Only the lines from the top of the material through the line containing "e.g. [[1216, 275]]" should be restated, each one exactly.
[Start of Attachment]
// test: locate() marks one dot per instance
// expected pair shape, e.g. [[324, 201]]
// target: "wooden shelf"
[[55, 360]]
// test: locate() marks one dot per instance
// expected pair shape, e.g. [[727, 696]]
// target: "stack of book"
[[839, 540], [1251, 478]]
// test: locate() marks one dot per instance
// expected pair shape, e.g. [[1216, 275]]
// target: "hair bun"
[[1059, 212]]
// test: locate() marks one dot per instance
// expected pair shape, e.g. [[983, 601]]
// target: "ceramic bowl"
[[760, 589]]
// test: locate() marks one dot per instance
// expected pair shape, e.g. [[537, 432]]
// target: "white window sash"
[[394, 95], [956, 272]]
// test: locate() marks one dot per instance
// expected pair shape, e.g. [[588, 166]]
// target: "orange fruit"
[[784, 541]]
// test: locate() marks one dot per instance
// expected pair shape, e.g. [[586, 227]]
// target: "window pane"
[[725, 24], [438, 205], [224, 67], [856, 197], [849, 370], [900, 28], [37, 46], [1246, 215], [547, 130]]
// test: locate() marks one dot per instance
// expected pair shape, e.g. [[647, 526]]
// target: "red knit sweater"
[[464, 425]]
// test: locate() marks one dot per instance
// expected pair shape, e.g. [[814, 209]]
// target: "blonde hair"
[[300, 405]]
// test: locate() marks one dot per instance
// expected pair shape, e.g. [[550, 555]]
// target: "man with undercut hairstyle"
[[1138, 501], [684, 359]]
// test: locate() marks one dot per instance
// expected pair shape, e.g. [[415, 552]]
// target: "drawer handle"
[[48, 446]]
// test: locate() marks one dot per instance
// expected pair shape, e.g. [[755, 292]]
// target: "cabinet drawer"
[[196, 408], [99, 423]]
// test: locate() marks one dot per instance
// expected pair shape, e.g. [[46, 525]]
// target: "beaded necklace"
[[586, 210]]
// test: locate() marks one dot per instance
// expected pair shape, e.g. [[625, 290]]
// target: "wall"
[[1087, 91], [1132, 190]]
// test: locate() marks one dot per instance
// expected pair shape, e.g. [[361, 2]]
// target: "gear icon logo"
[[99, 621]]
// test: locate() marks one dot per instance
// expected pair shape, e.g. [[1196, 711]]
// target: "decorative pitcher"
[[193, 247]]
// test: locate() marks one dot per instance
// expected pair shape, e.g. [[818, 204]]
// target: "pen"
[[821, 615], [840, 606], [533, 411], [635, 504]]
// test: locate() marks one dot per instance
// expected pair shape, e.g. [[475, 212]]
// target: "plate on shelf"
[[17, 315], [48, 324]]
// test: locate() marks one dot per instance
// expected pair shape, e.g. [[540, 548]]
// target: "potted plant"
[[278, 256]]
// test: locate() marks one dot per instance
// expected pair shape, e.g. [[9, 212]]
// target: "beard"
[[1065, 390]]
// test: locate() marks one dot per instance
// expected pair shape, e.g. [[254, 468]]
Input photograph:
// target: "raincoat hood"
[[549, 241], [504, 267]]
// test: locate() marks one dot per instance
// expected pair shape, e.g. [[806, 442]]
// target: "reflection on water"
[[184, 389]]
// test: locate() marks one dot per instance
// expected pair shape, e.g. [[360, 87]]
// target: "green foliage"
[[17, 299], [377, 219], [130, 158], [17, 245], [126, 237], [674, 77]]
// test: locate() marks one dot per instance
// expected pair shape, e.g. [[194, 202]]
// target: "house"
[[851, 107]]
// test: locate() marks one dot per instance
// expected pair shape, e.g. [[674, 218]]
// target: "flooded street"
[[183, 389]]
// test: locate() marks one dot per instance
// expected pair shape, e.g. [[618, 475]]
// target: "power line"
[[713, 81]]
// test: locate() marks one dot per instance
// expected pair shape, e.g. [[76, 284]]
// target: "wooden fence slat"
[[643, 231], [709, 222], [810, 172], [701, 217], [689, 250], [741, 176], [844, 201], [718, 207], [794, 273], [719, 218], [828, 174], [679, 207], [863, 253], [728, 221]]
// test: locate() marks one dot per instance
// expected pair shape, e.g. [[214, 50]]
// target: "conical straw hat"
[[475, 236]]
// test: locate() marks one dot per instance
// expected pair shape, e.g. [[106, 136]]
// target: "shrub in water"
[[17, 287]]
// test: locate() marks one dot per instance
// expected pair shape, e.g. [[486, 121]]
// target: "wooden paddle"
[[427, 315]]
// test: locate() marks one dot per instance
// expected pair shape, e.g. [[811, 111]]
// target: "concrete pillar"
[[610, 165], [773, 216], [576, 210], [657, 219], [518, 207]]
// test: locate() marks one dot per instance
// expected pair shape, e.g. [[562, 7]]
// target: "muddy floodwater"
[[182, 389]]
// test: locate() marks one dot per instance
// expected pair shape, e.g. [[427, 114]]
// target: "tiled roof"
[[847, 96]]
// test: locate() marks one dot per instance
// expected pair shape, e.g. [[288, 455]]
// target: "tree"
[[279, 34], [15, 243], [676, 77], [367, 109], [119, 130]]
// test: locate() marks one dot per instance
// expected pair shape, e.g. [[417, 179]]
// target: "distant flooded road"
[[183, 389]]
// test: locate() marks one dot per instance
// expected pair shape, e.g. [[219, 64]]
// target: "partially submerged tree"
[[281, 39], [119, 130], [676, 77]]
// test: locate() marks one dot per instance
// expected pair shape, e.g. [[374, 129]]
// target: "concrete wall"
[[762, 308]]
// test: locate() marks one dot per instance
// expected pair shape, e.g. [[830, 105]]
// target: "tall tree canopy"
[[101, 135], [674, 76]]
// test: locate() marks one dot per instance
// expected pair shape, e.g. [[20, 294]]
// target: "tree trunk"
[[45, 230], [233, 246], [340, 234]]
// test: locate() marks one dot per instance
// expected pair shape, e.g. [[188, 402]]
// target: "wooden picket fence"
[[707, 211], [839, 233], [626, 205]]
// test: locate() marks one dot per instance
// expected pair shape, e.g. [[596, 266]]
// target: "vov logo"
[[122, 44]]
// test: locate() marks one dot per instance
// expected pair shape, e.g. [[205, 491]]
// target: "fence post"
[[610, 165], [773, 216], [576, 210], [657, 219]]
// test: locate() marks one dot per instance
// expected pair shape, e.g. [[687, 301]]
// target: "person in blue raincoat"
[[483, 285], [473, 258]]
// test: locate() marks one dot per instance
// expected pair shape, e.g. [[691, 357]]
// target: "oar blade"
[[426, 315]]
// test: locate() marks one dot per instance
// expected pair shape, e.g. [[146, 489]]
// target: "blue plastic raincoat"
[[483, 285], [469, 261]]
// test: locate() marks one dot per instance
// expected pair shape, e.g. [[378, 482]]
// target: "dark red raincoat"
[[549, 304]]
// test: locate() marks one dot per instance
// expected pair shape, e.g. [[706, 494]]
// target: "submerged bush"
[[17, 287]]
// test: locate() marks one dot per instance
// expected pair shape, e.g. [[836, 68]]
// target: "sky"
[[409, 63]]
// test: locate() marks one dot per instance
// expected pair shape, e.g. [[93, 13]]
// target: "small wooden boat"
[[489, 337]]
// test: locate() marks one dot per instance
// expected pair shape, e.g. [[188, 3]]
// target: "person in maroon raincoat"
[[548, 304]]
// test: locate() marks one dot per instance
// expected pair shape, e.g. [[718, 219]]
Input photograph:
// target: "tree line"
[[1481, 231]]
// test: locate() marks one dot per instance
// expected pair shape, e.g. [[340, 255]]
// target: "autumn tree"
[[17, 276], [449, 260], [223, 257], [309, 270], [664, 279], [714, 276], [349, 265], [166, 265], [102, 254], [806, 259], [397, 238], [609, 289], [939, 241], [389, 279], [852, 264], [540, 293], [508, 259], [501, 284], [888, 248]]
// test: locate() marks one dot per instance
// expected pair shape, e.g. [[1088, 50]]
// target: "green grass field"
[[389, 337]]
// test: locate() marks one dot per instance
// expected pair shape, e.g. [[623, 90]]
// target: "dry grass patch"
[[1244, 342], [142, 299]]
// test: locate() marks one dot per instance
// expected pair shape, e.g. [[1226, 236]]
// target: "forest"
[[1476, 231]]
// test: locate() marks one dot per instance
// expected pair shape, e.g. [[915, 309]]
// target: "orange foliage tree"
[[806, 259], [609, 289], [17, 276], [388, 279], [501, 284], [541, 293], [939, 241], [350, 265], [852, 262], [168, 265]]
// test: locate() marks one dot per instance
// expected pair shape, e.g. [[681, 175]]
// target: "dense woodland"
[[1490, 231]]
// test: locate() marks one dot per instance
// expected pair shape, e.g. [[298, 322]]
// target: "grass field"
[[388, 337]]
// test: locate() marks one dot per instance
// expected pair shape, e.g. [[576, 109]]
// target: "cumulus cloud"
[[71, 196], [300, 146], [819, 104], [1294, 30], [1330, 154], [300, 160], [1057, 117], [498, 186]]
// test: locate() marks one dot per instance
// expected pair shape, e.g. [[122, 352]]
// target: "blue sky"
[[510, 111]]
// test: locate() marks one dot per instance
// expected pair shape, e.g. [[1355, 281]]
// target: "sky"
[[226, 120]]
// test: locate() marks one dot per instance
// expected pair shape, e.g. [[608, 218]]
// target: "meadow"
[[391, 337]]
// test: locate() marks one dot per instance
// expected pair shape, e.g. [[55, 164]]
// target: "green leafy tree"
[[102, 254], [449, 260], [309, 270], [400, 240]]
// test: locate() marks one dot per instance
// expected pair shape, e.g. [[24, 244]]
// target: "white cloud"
[End of Attachment]
OUTPUT BELOW:
// test: locate() marks one dot per instance
// expected pair shape, e.g. [[324, 201]]
// target: "wooden shelf"
[[55, 360]]
// test: locate() marks one dot per instance
// expected pair shape, e.g. [[727, 696]]
// target: "stack of book"
[[839, 540], [1251, 478]]
// test: locate() marks one dot per instance
// expected pair shape, e.g. [[1216, 275]]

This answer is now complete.